(Written instruction): Give all of the following entries as a two-column CSV with the header row entry_text,answer and one row per entry. Put the entry's text and its answer each in a single quoted field, replacing every line break with a space.

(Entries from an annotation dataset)
=====

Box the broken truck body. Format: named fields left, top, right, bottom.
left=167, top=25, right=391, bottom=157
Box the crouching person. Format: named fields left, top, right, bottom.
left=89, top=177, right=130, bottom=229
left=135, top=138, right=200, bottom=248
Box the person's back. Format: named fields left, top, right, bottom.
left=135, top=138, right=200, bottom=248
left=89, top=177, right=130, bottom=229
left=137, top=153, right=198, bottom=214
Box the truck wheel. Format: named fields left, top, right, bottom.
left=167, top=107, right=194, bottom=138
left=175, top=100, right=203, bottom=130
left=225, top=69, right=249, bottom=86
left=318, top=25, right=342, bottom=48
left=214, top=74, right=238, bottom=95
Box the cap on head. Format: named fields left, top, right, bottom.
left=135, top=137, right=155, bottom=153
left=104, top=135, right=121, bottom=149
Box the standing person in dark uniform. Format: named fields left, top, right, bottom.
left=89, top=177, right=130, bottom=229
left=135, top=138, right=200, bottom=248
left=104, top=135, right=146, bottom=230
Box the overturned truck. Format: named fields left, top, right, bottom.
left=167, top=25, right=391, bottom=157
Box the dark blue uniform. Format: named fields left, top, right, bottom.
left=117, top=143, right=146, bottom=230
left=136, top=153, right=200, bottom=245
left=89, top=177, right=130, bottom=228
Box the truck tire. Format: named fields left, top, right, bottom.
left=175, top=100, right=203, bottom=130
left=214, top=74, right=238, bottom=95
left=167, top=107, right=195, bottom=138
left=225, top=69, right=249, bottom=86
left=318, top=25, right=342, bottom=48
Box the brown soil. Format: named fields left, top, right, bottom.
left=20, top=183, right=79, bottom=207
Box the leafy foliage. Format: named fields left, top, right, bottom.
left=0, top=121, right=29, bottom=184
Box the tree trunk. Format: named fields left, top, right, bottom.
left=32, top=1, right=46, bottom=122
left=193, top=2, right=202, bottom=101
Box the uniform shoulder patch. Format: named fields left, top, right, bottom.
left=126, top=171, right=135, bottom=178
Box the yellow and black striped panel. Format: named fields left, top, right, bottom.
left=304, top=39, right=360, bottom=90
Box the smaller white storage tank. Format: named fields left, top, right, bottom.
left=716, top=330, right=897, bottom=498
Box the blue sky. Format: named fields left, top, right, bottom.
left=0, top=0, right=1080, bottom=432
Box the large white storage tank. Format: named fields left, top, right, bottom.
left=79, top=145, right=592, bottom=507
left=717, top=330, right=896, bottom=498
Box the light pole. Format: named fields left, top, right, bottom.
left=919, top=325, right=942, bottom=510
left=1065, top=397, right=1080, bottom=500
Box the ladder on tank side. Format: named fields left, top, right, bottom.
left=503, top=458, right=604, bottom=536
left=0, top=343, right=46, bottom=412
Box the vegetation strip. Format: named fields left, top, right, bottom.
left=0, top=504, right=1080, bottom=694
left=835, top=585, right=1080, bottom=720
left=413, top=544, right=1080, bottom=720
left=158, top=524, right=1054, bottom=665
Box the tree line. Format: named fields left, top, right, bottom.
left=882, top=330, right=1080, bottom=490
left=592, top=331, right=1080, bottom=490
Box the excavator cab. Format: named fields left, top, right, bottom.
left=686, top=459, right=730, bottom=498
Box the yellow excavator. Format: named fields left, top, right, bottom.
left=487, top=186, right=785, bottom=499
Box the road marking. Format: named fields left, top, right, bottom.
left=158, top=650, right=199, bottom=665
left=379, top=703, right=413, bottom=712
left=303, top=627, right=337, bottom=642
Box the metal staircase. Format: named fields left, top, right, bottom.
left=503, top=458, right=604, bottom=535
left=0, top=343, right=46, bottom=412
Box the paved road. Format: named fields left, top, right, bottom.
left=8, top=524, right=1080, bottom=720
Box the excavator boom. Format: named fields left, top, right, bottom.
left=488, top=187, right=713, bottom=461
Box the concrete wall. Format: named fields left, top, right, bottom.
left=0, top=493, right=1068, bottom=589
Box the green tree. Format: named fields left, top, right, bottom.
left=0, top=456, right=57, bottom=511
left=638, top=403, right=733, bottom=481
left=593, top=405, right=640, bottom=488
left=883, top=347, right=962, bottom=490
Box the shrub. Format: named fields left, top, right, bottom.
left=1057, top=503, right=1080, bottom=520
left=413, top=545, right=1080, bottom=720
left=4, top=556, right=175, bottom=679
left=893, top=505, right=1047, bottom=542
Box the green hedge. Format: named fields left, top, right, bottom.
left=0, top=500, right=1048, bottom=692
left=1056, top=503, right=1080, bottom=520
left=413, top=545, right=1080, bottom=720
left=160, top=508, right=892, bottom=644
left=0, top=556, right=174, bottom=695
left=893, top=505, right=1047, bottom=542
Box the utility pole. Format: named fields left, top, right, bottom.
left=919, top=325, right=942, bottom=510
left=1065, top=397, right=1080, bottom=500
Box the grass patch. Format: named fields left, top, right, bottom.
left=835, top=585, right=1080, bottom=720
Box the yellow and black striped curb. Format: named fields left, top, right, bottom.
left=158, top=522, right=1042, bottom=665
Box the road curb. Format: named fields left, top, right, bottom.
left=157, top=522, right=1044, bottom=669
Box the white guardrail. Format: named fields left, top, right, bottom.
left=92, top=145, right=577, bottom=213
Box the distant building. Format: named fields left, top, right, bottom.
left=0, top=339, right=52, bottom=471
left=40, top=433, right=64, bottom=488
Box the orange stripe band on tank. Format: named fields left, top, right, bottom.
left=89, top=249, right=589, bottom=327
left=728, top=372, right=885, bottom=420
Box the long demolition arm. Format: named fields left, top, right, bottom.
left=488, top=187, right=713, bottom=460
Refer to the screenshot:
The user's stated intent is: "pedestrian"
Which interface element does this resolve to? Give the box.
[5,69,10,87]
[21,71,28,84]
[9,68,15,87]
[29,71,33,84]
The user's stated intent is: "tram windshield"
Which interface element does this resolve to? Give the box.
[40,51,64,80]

=====

(Answer to the exercise):
entry_text,answer
"Box the broken truck body. Format: named fields left, top, right, bottom.","left=167, top=25, right=391, bottom=157"
"Box the crouching person. Format: named fields left, top, right, bottom.","left=89, top=177, right=130, bottom=229 left=135, top=138, right=200, bottom=248"
"Box the person's back. Format: named fields left, top, right, bottom.","left=135, top=138, right=200, bottom=248 left=89, top=177, right=130, bottom=229 left=137, top=153, right=198, bottom=214"
"Box the truck wheel. Format: named fields left, top, right, bottom.","left=167, top=107, right=194, bottom=138 left=175, top=100, right=203, bottom=130 left=225, top=69, right=249, bottom=86 left=318, top=25, right=342, bottom=48 left=214, top=74, right=238, bottom=95"
"Box the cap on head. Format: named fields left, top, right, bottom.","left=135, top=137, right=155, bottom=153 left=104, top=135, right=121, bottom=149"
"Box the standing person in dark uniform. Format: named fields left, top, right, bottom.","left=89, top=177, right=130, bottom=229 left=135, top=138, right=200, bottom=248 left=104, top=135, right=146, bottom=230"
"Box the overturned truck. Format: named fields left, top, right, bottom.","left=167, top=25, right=391, bottom=157"
"Box the dark blue uniform. Format: named fields left, top, right, bottom.","left=117, top=143, right=146, bottom=230 left=136, top=153, right=200, bottom=245 left=89, top=177, right=130, bottom=228"
"Box the truck tire. Format: named fields left, top, right, bottom.","left=175, top=100, right=203, bottom=130 left=214, top=74, right=238, bottom=95 left=167, top=107, right=195, bottom=138 left=225, top=69, right=249, bottom=86 left=318, top=25, right=342, bottom=48"
"Box the brown soil. Format: named fields left, top, right, bottom.","left=20, top=183, right=79, bottom=207"
"Box the leafy foliage. Format: named fields left, top, right, bottom.","left=0, top=121, right=29, bottom=184"
"Box the tree trunk. Format: named fields left, top, right, bottom.","left=32, top=1, right=46, bottom=122 left=193, top=2, right=202, bottom=101"
"Box the uniform shoulder patch. Format: named fields left, top, right, bottom.","left=126, top=171, right=135, bottom=178"
"Box the yellow and black striped panel. Format: named fields left, top, right, bottom.","left=304, top=39, right=360, bottom=90"
"Box the smaller white storage tank. Format: named fields left, top, right, bottom.","left=716, top=330, right=897, bottom=498"
"Box the blue sky. Format: named fields left, top, right, bottom.","left=0, top=0, right=1080, bottom=432"
"Box the large white storage tank. Format: named fields left, top, right, bottom.","left=79, top=145, right=592, bottom=507 left=717, top=330, right=896, bottom=498"
"Box the light pole. Format: named fields left, top, right, bottom.","left=919, top=325, right=942, bottom=510 left=1065, top=397, right=1080, bottom=500"
"Box the ladder on tank side. Format: named fields left, top, right, bottom.","left=503, top=458, right=604, bottom=536 left=0, top=343, right=46, bottom=412"
"Box the vegetation strip. Format: named fields left, top, right, bottom.","left=0, top=504, right=1080, bottom=694 left=835, top=585, right=1080, bottom=720 left=413, top=544, right=1080, bottom=720 left=158, top=524, right=1054, bottom=665"
"Box the tree line. Format: named fields left, top, right, bottom.","left=882, top=330, right=1080, bottom=490 left=592, top=331, right=1080, bottom=490"
"Box the excavator cab. Format: named fields left, top, right, bottom.","left=686, top=459, right=730, bottom=498"
"Box the yellow excavator. Format: named fields left, top, right, bottom.","left=487, top=186, right=785, bottom=499"
"Box the road marking. Format: named fields left, top, right, bottom.","left=158, top=650, right=199, bottom=665 left=379, top=703, right=413, bottom=712 left=303, top=627, right=337, bottom=642"
"Box the metal staircase. Format: named fields left, top, right, bottom.","left=503, top=458, right=604, bottom=535 left=0, top=343, right=46, bottom=412"
"Box the paved road. Format: named fields left, top, right, bottom.","left=8, top=524, right=1080, bottom=720"
"Box the excavator boom. Format: named fields left, top, right, bottom.","left=488, top=187, right=713, bottom=461"
"Box the concrete wall. Format: named fields left, top, right, bottom.","left=0, top=493, right=1068, bottom=589"
"Box the green tree. Format: named fields left, top, right, bottom.","left=0, top=456, right=57, bottom=511 left=638, top=403, right=733, bottom=481 left=593, top=405, right=640, bottom=488 left=883, top=347, right=962, bottom=490"
"Box the shrub. Format: named fields left, top, right, bottom.","left=1057, top=503, right=1080, bottom=520 left=413, top=545, right=1080, bottom=720 left=4, top=556, right=175, bottom=679 left=893, top=505, right=1047, bottom=542"
"Box the green hedge. Format: named fields left, top, right, bottom.","left=0, top=500, right=1048, bottom=692 left=1056, top=503, right=1080, bottom=520 left=413, top=545, right=1080, bottom=720 left=160, top=508, right=892, bottom=644 left=0, top=556, right=174, bottom=695 left=893, top=505, right=1047, bottom=542"
"Box the utility pole. Format: named fields left, top, right, bottom.","left=919, top=325, right=942, bottom=510 left=1065, top=397, right=1080, bottom=500"
"Box the grass patch. Format: named fields left, top, right, bottom.","left=835, top=585, right=1080, bottom=720"
"Box the yellow and black striped curb. Format: named fields left, top, right, bottom.","left=158, top=522, right=1042, bottom=665"
"Box the road curb. Format: named fields left, top, right, bottom.","left=157, top=522, right=1044, bottom=669"
"Box the white guardrail. Format: named fields left, top, right, bottom.","left=92, top=145, right=577, bottom=213"
"Box the distant building. Format: named fields left, top, right, bottom.","left=0, top=339, right=52, bottom=471 left=40, top=433, right=64, bottom=488"
"Box the orange stripe band on tank. Format: named fields left, top, right, bottom.","left=89, top=249, right=589, bottom=327 left=728, top=372, right=885, bottom=420"
"Box the long demolition arm. Format: named fields left, top, right, bottom.","left=488, top=187, right=713, bottom=460"
"Refer to the screenshot: The user's stated intent is: ""pedestrian"" Which interface element does this resolve to? Give the box.","[5,69,10,87] [21,71,28,84] [9,68,15,87] [29,71,33,84]"
"The user's stated intent is: ""tram windshield"" Which interface element does this resolve to? Give the box.","[40,51,64,80]"